- **What you are asked to do**
Edit the items below by replacing "tag every instance" with "mark every instance" wherever it occurs, keeping everything else the same.

--- Start of Listing ---

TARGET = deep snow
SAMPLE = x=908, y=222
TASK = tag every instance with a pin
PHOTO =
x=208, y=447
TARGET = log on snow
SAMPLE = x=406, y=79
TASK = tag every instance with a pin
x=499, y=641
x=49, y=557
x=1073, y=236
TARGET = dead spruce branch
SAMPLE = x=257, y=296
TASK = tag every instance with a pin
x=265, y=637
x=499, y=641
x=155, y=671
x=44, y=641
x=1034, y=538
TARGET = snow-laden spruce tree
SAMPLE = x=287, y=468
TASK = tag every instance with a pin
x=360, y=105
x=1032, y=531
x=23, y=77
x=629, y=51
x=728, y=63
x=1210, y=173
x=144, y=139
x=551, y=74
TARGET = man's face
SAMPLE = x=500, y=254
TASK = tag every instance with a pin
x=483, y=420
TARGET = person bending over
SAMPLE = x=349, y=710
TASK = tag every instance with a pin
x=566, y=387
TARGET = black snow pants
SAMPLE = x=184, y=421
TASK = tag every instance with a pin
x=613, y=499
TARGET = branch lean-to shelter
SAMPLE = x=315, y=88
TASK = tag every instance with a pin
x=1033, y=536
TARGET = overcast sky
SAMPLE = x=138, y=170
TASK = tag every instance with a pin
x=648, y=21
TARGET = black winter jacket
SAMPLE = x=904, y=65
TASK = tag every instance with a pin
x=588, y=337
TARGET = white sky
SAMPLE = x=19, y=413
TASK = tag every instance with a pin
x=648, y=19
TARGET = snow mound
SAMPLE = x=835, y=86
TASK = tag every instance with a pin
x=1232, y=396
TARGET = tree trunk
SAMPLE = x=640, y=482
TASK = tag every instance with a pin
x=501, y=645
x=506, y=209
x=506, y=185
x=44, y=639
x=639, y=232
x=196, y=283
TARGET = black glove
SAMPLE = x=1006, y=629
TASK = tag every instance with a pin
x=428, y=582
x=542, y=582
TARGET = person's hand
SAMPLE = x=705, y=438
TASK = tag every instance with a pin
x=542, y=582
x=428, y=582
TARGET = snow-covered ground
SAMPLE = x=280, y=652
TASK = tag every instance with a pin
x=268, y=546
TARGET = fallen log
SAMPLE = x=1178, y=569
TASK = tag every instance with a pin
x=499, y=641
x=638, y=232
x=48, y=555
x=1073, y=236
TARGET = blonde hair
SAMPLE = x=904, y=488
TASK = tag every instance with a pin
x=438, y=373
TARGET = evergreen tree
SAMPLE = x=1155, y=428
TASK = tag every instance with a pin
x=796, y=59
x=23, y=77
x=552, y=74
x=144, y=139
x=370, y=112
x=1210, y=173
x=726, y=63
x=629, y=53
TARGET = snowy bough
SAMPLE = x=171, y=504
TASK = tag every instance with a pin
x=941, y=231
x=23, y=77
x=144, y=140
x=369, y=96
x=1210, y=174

--- End of Listing ---

- **Task solution**
TARGET = deep snow
SAMPLE = x=908, y=222
TASK = mark every instance with a pin
PHOTO =
x=208, y=447
TARGET = log on snow
SAMPLE = x=406, y=79
TASK = mark every instance with a pin
x=499, y=641
x=49, y=557
x=1073, y=236
TARGET = dead spruce branch
SAMPLE = x=257, y=296
TASK = mark every instance with a pin
x=265, y=637
x=499, y=641
x=155, y=671
x=44, y=641
x=1034, y=538
TARGET = snow-laden spruce tree
SAMPLE = x=287, y=468
TASK = mark every instance with a pin
x=360, y=105
x=1032, y=531
x=23, y=77
x=629, y=51
x=728, y=63
x=1210, y=173
x=144, y=139
x=551, y=74
TARGET = man's face
SAMPLE = x=500, y=254
TASK = mark every instance with a pin
x=483, y=420
TARGET = person bending over
SAMPLE = x=349, y=710
TASK = mark every instance with a pin
x=566, y=387
TARGET = black snow pants
SAMPLE = x=184, y=421
TASK = mark every instance with a pin
x=613, y=499
TARGET = branch lean-to shelter
SAMPLE = x=315, y=88
TASK = mark every instance with a pin
x=1033, y=536
TARGET = overcast sky
SAMPLE = x=138, y=170
TASK = mark every instance with a pin
x=648, y=21
TARGET = black winter jacket
SAMPLE = x=904, y=65
TASK = mark every instance with a pin
x=588, y=337
TARGET = white sky
SAMPLE = x=19, y=413
TASK = mark every instance with a pin
x=648, y=19
TARGET = snow mound
SAMPLE = x=835, y=86
TASK = mark every instance with a pin
x=1232, y=396
TARGET = tree trunk
SAMPLE = x=640, y=482
TASK = mark every instance with a pin
x=501, y=645
x=506, y=209
x=506, y=185
x=44, y=639
x=639, y=232
x=196, y=283
TARGET = black glove
SAMPLE = x=1006, y=629
TASK = mark every instance with a pin
x=428, y=582
x=542, y=582
TARGET = person's hand
SAMPLE = x=705, y=438
TASK = mark every instance with a pin
x=542, y=582
x=428, y=582
TARGET = snow-covered ground
SAMPLE = x=280, y=652
TASK = mark every instance with a pin
x=268, y=546
TARGET = fallen log
SAMPLE = x=1178, y=569
TASK = mark every instance with a pin
x=499, y=641
x=638, y=232
x=48, y=555
x=1073, y=236
TARGET = blonde hair
SAMPLE = x=904, y=488
TASK = mark every instance with a pin
x=438, y=373
TARGET = evergreen tree
SAMPLE = x=1155, y=428
TASK = mark every instance with a pin
x=796, y=59
x=23, y=77
x=552, y=74
x=144, y=139
x=370, y=112
x=1210, y=173
x=726, y=63
x=629, y=53
TARGET = snowy bough
SAMPLE = x=171, y=504
TASK = mark every instance with a pin
x=941, y=231
x=23, y=77
x=144, y=140
x=369, y=96
x=1210, y=174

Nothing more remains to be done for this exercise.